==== Records for this task

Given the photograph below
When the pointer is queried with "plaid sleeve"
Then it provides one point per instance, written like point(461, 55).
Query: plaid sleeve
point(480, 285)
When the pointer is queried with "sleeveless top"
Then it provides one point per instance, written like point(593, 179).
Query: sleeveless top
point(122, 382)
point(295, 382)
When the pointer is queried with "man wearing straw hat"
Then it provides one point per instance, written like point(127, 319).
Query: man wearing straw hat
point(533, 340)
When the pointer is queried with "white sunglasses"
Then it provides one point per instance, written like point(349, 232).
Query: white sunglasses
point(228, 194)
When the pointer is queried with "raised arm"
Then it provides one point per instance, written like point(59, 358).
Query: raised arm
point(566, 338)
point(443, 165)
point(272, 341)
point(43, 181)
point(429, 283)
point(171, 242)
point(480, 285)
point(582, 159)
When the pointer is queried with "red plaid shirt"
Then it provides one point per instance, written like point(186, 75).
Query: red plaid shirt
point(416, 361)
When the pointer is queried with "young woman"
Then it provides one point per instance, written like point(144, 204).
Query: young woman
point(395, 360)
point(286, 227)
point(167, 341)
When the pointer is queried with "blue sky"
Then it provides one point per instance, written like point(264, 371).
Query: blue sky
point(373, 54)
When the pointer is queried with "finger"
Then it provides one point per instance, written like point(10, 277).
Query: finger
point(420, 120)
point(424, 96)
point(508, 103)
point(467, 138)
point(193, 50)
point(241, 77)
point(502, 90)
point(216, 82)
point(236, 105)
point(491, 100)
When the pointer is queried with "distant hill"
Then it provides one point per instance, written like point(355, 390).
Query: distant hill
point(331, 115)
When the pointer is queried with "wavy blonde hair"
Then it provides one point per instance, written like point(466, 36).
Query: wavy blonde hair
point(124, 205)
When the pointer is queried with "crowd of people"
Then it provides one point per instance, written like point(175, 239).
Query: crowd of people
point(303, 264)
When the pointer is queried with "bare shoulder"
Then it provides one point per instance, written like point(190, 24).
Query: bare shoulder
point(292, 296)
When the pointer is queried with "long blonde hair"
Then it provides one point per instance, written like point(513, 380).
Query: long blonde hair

========

[Instructions to follow] Whenever a line of the material above contains the string "long", copy that line out.

[Written response]
When the pointer is queried with "long blonde hair"
Query: long blonde hair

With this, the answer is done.